Stored entries
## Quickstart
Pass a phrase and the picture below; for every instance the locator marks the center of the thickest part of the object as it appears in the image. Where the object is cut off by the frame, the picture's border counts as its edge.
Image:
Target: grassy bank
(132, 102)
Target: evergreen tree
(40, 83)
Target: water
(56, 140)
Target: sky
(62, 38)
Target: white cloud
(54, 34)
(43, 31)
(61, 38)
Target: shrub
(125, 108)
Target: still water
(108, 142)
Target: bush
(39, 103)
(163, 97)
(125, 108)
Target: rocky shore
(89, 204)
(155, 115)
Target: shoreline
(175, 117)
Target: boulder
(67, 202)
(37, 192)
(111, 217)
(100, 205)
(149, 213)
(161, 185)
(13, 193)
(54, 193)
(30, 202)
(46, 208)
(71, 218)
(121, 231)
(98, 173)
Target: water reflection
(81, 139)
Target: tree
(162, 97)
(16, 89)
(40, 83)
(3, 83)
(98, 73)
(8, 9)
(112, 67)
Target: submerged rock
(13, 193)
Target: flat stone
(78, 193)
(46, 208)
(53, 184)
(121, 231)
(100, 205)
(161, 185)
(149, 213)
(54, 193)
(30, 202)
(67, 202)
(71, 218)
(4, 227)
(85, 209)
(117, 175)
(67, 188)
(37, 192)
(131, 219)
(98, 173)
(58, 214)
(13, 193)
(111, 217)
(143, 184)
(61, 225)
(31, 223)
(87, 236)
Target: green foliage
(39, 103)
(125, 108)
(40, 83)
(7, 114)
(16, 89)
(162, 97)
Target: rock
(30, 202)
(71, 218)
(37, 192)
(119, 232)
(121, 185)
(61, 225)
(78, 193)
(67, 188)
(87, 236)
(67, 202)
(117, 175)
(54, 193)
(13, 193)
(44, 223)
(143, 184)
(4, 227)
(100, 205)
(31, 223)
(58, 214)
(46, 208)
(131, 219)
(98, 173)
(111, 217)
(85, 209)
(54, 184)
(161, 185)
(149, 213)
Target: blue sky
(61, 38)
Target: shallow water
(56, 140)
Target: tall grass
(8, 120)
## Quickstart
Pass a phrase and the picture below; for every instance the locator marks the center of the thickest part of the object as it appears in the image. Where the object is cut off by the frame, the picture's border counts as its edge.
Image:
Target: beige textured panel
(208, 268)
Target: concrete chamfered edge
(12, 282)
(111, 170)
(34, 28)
==
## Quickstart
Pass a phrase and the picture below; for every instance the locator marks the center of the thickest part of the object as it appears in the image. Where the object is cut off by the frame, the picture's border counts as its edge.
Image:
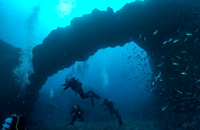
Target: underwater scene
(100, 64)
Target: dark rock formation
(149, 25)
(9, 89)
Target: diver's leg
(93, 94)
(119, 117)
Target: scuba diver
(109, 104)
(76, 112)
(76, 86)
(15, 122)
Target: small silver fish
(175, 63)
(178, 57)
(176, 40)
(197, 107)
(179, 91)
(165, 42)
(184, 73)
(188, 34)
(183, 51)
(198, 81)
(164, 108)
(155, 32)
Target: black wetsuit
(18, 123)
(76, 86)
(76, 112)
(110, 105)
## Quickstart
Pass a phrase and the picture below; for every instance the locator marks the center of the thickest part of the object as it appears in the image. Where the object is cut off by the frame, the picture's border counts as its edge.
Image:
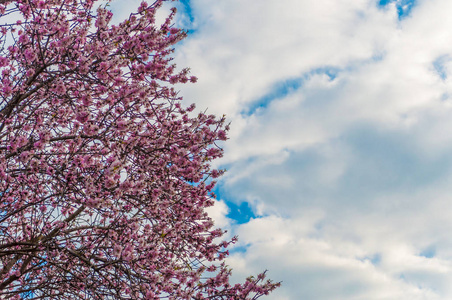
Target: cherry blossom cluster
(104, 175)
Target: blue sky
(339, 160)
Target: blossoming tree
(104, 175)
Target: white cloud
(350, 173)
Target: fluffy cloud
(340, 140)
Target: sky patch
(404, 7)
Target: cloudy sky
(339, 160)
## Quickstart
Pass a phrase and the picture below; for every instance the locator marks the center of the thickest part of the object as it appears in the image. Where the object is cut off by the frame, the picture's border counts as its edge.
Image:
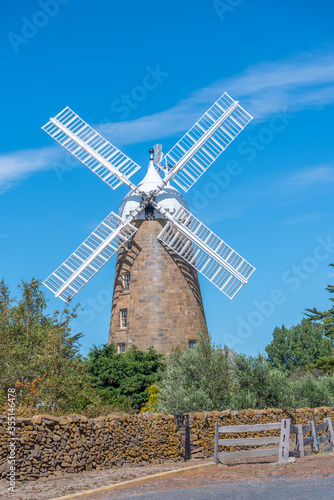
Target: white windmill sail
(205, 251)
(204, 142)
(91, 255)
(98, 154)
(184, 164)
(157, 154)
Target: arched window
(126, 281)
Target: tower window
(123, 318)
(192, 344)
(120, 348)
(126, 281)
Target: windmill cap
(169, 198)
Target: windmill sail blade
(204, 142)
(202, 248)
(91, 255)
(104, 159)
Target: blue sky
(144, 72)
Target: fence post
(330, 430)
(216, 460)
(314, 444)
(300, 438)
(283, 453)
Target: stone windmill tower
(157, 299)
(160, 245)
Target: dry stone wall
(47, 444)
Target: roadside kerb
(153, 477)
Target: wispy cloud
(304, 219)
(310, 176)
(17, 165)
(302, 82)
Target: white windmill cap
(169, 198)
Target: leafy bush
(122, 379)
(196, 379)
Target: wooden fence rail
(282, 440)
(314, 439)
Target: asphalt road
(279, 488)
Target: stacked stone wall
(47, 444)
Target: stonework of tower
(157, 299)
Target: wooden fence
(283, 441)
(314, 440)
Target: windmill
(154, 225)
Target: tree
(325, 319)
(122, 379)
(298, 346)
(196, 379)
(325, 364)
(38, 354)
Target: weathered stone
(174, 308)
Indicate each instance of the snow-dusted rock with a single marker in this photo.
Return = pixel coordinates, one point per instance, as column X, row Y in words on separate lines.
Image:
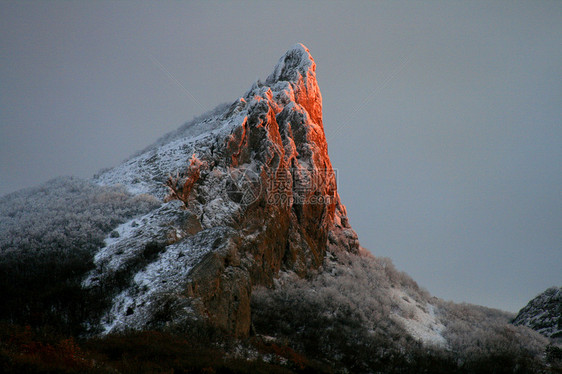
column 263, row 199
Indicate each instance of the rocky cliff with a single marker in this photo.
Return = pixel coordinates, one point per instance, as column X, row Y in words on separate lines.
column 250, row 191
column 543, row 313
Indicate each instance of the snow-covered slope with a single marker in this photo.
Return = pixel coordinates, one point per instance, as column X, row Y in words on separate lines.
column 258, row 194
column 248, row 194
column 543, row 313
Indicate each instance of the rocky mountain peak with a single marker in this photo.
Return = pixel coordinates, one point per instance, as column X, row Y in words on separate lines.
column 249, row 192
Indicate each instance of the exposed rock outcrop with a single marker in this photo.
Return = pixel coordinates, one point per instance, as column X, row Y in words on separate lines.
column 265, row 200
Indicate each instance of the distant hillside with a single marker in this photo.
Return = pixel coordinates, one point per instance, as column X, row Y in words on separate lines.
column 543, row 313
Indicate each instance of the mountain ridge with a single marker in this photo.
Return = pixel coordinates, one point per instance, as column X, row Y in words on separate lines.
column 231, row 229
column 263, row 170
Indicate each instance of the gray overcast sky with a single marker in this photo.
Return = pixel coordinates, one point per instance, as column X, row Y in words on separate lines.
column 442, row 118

**INSTRUCTIONS TO FOLLOW**
Using the data above, copy each line that contains "this".

**ANSWER BELOW**
Indicate each instance of the snow-dusted rock with a single marker in this photo.
Indicate each instance of the rocky cliff with a single marker in this photo.
Indicate each instance of the snow-covered slope with a single marker in this photo.
Indicate each instance of the rocky mountain peak with a single marker in this photo.
Indicate each instance of the exposed rock outcrop with a single marker in this photo.
Indicate each instance of the distant hillside with a single marker in this photo.
Indicate each instance of the mountain ridge with a single marker in this photo.
Indicate each instance of the gray overcast sky with a single marker in this photo.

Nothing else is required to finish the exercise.